Stored items:
╭──

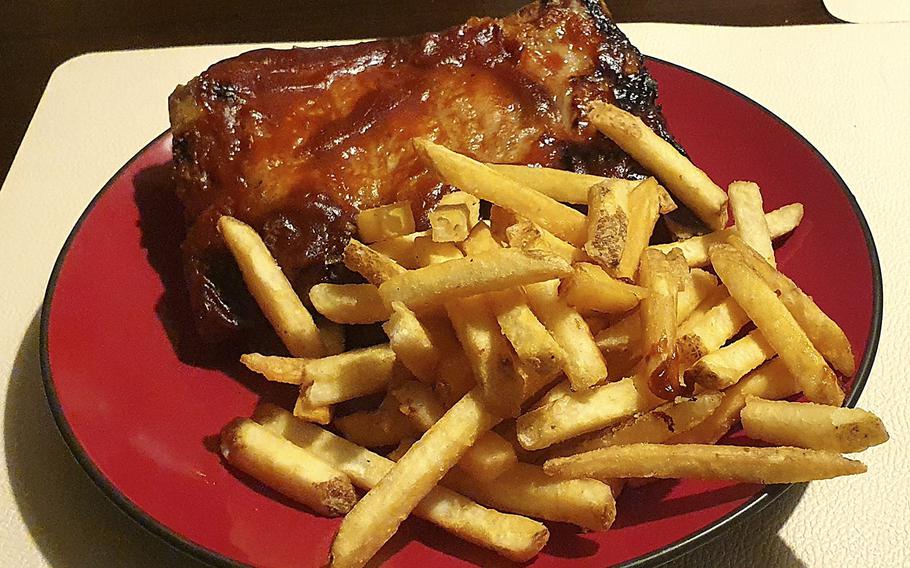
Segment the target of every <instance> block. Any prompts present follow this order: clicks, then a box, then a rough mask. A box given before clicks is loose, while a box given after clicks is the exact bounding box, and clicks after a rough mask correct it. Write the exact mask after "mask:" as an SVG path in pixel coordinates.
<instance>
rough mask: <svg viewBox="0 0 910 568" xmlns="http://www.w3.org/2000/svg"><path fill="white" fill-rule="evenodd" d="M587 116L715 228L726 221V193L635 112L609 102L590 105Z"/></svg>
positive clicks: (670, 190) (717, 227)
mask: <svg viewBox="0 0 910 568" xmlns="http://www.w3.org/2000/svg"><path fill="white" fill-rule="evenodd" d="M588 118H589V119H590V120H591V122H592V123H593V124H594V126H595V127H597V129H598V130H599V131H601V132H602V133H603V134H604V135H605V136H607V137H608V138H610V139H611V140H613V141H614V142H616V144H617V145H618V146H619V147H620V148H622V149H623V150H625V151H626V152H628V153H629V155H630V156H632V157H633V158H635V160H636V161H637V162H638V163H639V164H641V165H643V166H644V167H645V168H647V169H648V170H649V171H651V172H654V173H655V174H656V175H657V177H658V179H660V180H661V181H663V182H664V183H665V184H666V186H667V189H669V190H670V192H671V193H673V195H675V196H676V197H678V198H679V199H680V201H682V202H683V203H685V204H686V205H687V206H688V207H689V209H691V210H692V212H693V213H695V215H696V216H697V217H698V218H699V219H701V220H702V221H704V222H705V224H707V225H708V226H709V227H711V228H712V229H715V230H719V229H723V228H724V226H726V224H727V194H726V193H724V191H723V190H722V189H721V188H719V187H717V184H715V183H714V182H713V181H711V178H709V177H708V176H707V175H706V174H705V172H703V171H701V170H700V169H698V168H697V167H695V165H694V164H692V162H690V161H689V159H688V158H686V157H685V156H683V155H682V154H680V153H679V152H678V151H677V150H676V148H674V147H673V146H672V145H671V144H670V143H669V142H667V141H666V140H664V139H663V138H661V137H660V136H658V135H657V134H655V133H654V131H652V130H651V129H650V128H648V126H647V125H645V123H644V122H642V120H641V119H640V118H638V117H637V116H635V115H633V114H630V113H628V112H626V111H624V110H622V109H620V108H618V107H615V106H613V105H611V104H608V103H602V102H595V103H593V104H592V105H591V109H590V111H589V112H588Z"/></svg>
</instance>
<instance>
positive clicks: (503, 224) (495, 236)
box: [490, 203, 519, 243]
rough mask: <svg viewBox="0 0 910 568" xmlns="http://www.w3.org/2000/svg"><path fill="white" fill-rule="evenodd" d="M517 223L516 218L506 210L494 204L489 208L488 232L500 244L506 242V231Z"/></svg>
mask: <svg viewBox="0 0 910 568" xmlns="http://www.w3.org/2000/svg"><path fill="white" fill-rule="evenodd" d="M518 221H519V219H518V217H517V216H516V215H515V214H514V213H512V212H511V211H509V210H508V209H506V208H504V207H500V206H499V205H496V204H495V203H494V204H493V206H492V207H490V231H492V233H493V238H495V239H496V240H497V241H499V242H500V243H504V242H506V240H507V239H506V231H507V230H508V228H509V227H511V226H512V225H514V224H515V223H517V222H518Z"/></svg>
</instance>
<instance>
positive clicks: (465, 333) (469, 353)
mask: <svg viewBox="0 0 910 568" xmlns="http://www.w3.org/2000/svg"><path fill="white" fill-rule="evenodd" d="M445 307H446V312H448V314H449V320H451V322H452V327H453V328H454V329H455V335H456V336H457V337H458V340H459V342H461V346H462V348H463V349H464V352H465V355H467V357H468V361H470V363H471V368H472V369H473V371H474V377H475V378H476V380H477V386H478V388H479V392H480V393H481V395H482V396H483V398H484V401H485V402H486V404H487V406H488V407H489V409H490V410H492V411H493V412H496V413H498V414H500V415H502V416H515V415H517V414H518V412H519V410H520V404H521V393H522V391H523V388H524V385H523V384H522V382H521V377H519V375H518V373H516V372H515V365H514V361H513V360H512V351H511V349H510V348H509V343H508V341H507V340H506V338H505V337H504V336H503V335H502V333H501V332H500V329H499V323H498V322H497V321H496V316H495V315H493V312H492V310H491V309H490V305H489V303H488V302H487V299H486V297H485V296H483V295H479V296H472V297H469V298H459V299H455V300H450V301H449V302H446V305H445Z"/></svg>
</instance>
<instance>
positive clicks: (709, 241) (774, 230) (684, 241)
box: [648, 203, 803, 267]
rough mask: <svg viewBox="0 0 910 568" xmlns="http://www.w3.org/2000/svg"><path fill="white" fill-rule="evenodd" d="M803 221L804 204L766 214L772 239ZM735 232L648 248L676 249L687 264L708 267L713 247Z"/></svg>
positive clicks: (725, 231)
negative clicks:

╰──

HOW TO COMPLETE THIS TASK: Given the records above, return exactly the lines starting at the line containing "116L715 228L726 221V193L635" and ending at the line containing "box: [490, 203, 519, 243]", including both.

WRITTEN ANSWER:
rough mask: <svg viewBox="0 0 910 568" xmlns="http://www.w3.org/2000/svg"><path fill="white" fill-rule="evenodd" d="M587 116L715 228L726 221V193L635 112L609 102L590 105Z"/></svg>
positive clicks: (670, 190) (717, 227)
mask: <svg viewBox="0 0 910 568" xmlns="http://www.w3.org/2000/svg"><path fill="white" fill-rule="evenodd" d="M588 118H589V119H590V120H591V122H592V123H593V124H594V126H595V127H597V129H598V130H599V131H601V132H602V133H603V134H604V135H605V136H607V137H608V138H610V139H611V140H613V141H614V142H616V144H617V145H618V146H619V147H620V148H622V149H623V150H625V151H626V152H628V153H629V155H630V156H632V157H633V158H635V160H636V161H637V162H638V163H639V164H641V165H643V166H644V167H645V168H647V169H648V170H649V171H651V172H654V173H655V174H656V175H657V177H658V179H660V180H661V181H663V182H664V183H665V184H666V186H667V189H669V190H670V192H671V193H673V195H675V196H676V197H678V198H679V199H680V201H682V202H683V203H685V204H686V205H687V206H688V207H689V209H691V210H692V212H693V213H695V215H696V216H697V217H698V218H699V219H701V220H702V221H704V222H705V224H707V225H708V226H709V227H711V228H712V229H715V230H719V229H723V228H724V226H726V224H727V194H726V193H724V191H723V190H722V189H721V188H719V187H717V184H715V183H714V182H713V181H711V178H709V177H708V176H707V175H706V174H705V172H703V171H701V170H700V169H698V168H697V167H695V165H694V164H692V162H690V161H689V159H688V158H686V157H685V156H683V155H682V154H680V153H679V152H678V151H677V150H676V148H674V147H673V146H672V145H671V144H670V143H669V142H667V141H666V140H664V139H663V138H661V137H660V136H658V135H657V134H655V133H654V131H652V130H651V129H650V128H648V126H647V125H645V123H644V122H642V120H641V119H640V118H638V117H637V116H635V115H633V114H630V113H628V112H626V111H624V110H622V109H620V108H618V107H615V106H613V105H611V104H608V103H602V102H595V103H593V104H592V105H591V109H590V111H589V112H588Z"/></svg>
</instance>
<instance>
positive clicks: (503, 224) (495, 236)
box: [490, 203, 519, 243]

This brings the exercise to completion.